# GIVEN TEXT:
# Pk380



## jfmartin25 (Nov 20, 2009)

I saved up some Christmas cash and some gift cards from family and friends and went down to the local gun store and purchased my new Walther PK380 today! Immediately after getting home with it, I broke it down, cleaned it in typical USMC fashion, polished the feed ramp and the barrel (because the black finish seemed to already be scratching off the barrel although it had apparently only been fired once at the factory), and then cleaned it again. Had to do some searching on Gunbroker to find ammo...hopefully in a couple of days when my ammo shipment arrives I will get to shoot it! I will report back as soon as I do!:mrgreen:


----------



## dondavis3 (Aug 2, 2009)

Congrats on your new gun.

Post some pictures of it when you can.

And give us a rangr report when you shot it.

:smt1099


----------



## recoilguy (Apr 30, 2009)

It surely is a good looking weapon. I hope you enjoy it and it performs flawlessly for you. Good luck!

RCG


----------



## jfmartin25 (Nov 20, 2009)

I'll post some pictures soon....I've been begging the wife for a new digital camera since our old one is nearly 6 years old which easily makes it a dinosaur by today's standards. We looked at a few the other day at Target and I think (hope) she went back and picked one up. Or at least, there is a camera-sized box wrapped up under the Christmas tree right now...so one can only hope!


----------

# SOURCE DATA:
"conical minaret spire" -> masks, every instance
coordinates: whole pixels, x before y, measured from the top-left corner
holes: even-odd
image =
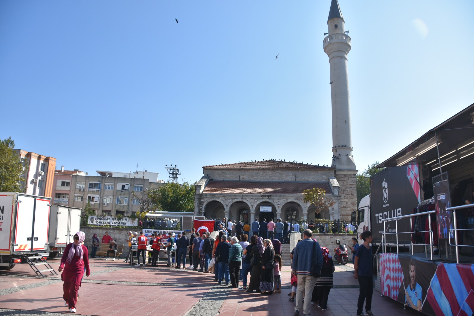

# WHAT IS NEEDED:
For each statement, answer yes or no on whether it agrees with the PK380 thread above, and quote the words from the thread that decide it. (a) The poster paid for the pistol partly with gift cards. (b) The poster had already fired the gun when writing the first post. (c) The family's old digital camera is nearly ten years old.

# SOLUTION:
(a) Yes: "I saved up some Christmas cash and some gift cards from family and friends"
(b) No: "hopefully in a couple of days when my ammo shipment arrives I will get to shoot it!"
(c) No: "our old one is nearly 6 years old"